DOCUMENT:
>>>

C’est un très grand honneur qui m’est fait aujourd’hui d’inaugurer, aux
côtés du Président Abdou Diouf, Secrétaire Général de l’Organisation
Internationale de la Francophonie, ce 33ème colloque international de
l’Alliance française.
Il y a 128 ans, l’Alliance française a été créée pour promouvoir la langue
française et la culture française à l’étranger : le projet de ses illustres pères
fondateurs, Ferdinand de Lesseps, Louis Pasteur, Jules Verne, n’a pas pris
une ride. La très belle idée de confier le fonctionnement de ces
Alliances aux destinataires demeure plus que jamais exemplaire.
En s’appuyant sur ceux qui manifestaient leur affinité pour notre pays, ces
visionnaires avaient compris qu’une langue et une culture ne s’imposent
pas, mais qu’elle procèdent d’une relation beaucoup plus complexe entre
la langue, les oeuvres et la personne, s’inscrivant dans le temps long de
l’apprentissage.
Créée en 1883, issue le plus souvent d’initiatives locales et de la
constitution d’associations de droit local, l’Alliance compte aujourd’hui près
d'un millier d’établissements, présents dans 136 pays et qui, de surcroît,
s’autofinancent à 80% en accueillant près de 500.000 étudiants - sans
parler du public qui fréquente leurs activités culturelles, et qu’on évalue à 6
millions par an.
Pour ma part, je veux vous rendre hommage ainsi qu’aux milliers - car
c’est bien en milliers qu’il faut parler - de salariés et de bénévoles qui,
partout dans le monde, oeuvre à répondre à la demande pour notre langue
et notre littérature, et qui se sont donné la transmission comme valeur et
comme horizon. Vous êtes les porte-voix de notre culture ; vous êtes
également des interlocuteurs souvent essentiels pour les acteurs culturels
des pays partenaires.

<<<

LIGNES:
>>>

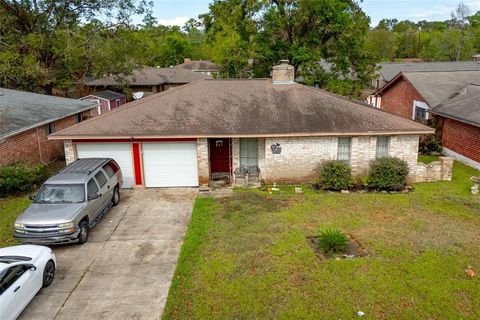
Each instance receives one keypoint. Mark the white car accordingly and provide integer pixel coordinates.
(24, 270)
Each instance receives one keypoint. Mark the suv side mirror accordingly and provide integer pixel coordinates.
(93, 196)
(31, 267)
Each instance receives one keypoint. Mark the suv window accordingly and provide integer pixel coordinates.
(101, 178)
(9, 276)
(110, 168)
(92, 187)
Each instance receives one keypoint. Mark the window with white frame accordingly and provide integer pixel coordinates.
(383, 145)
(344, 148)
(49, 128)
(420, 111)
(248, 152)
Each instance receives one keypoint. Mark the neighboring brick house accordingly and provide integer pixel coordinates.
(26, 121)
(148, 80)
(201, 66)
(216, 129)
(386, 71)
(411, 95)
(106, 100)
(459, 125)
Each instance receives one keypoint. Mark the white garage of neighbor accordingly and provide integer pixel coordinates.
(170, 164)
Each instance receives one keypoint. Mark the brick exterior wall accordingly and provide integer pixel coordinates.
(33, 145)
(398, 99)
(461, 138)
(301, 156)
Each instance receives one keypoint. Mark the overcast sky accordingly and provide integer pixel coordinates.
(176, 12)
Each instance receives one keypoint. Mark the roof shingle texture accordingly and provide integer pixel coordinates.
(150, 76)
(389, 70)
(464, 106)
(107, 95)
(20, 111)
(212, 108)
(436, 87)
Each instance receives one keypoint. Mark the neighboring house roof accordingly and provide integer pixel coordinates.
(435, 87)
(198, 65)
(242, 108)
(106, 95)
(464, 106)
(150, 76)
(388, 70)
(21, 111)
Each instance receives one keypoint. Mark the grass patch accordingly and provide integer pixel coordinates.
(246, 257)
(10, 208)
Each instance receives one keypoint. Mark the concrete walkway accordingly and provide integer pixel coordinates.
(125, 269)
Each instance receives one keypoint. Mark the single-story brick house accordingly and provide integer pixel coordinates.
(201, 66)
(148, 80)
(106, 100)
(27, 119)
(411, 95)
(459, 125)
(207, 130)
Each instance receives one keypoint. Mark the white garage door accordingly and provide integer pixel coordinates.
(120, 152)
(170, 164)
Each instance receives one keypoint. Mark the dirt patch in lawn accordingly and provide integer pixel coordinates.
(354, 249)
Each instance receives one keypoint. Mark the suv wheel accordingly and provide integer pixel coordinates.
(48, 274)
(83, 235)
(116, 196)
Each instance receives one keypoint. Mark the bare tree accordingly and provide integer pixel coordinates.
(460, 21)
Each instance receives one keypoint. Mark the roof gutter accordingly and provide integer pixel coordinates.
(275, 135)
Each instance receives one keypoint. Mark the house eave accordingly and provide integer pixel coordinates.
(273, 135)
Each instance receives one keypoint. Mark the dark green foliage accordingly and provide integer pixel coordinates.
(20, 177)
(332, 240)
(336, 175)
(388, 174)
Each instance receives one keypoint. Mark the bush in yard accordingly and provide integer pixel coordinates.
(20, 177)
(388, 174)
(332, 240)
(336, 175)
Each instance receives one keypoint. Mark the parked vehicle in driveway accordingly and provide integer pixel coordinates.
(68, 204)
(24, 270)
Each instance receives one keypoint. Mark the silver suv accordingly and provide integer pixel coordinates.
(70, 203)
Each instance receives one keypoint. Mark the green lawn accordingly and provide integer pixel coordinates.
(246, 257)
(10, 208)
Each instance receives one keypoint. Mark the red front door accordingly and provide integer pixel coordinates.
(220, 158)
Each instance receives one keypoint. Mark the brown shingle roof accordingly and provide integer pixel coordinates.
(150, 76)
(464, 106)
(214, 108)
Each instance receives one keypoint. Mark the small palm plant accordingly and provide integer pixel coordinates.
(332, 240)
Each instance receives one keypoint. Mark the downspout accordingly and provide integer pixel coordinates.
(40, 149)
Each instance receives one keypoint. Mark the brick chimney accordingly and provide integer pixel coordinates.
(283, 73)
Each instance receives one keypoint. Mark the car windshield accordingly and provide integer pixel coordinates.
(61, 193)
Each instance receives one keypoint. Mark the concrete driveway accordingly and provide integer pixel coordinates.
(125, 269)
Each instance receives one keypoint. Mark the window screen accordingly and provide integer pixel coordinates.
(92, 187)
(101, 178)
(248, 152)
(383, 144)
(343, 152)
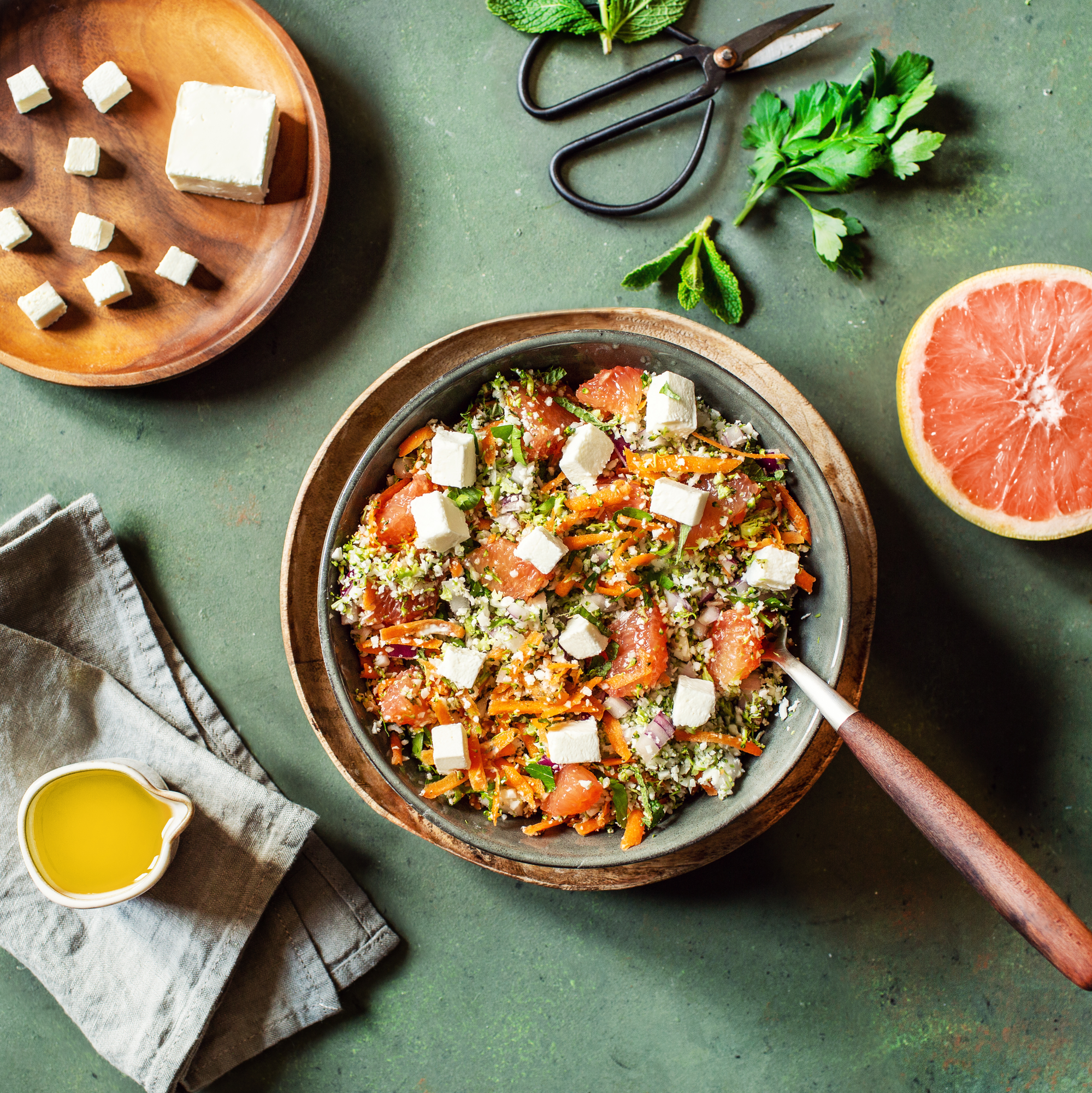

<<<

CONSIGNE 1:
D’après le discours, en quelle année l’Alliance française a-t-elle été créée ?
CONSIGNE 2:
Veuillez recopier fidèlement le passage du discours situé entre « Créée en 1883, issue » et « des pays partenaires. », bornes incluses.

SOLUTION COMPLÈTE 1:
En 1883.

SOLUTION COMPLÈTE 2:
Créée en 1883, issue le plus souvent d’initiatives locales et de la
constitution d’associations de droit local, l’Alliance compte aujourd’hui près
d'un millier d’établissements, présents dans 136 pays et qui, de surcroît,
s’autofinancent à 80% en accueillant près de 500.000 étudiants - sans
parler du public qui fréquente leurs activités culturelles, et qu’on évalue à 6
millions par an.
Pour ma part, je veux vous rendre hommage ainsi qu’aux milliers - car
c’est bien en milliers qu’il faut parler - de salariés et de bénévoles qui,
partout dans le monde, oeuvre à répondre à la demande pour notre langue
et notre littérature, et qui se sont donné la transmission comme valeur et
comme horizon. Vous êtes les porte-voix de notre culture ; vous êtes
également des interlocuteurs souvent essentiels pour les acteurs culturels
des pays partenaires.